> **Source data**
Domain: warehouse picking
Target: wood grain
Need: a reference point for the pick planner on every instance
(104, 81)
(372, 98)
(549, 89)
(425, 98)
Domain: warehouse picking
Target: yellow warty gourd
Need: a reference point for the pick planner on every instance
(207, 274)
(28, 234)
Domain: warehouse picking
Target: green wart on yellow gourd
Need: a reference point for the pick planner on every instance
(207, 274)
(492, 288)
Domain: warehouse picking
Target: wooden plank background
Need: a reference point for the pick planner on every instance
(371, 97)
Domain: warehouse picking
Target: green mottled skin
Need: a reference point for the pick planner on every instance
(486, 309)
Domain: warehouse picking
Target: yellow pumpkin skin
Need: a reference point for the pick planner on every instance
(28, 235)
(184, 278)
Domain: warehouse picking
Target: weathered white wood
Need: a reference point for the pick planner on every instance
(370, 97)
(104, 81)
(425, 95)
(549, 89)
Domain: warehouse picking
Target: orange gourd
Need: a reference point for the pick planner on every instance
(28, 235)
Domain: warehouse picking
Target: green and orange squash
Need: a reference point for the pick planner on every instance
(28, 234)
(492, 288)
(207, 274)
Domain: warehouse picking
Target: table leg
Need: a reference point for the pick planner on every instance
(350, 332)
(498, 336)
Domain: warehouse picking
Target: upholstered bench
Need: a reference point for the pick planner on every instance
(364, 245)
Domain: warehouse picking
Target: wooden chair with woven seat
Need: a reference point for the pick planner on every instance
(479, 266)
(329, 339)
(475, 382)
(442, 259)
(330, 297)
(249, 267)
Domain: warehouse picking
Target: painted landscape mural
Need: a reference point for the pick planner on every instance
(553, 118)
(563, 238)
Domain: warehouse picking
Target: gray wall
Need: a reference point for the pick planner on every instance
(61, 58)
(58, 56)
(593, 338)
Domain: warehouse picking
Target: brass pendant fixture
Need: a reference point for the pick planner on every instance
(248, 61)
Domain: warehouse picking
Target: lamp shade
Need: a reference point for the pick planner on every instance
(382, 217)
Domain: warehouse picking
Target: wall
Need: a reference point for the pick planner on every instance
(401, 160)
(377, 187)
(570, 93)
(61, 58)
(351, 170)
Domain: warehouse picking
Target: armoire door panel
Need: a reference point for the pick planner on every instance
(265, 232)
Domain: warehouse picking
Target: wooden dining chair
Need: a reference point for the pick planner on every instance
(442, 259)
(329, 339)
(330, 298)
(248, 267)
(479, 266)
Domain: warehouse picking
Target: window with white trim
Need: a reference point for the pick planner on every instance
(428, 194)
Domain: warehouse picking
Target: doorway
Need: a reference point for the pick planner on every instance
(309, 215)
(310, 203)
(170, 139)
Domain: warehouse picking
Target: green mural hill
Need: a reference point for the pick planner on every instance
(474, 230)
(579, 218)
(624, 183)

> **GOAL**
State how many lines in the items above contain the word "white", giving only the number.

> **PROBLEM SOLUTION**
2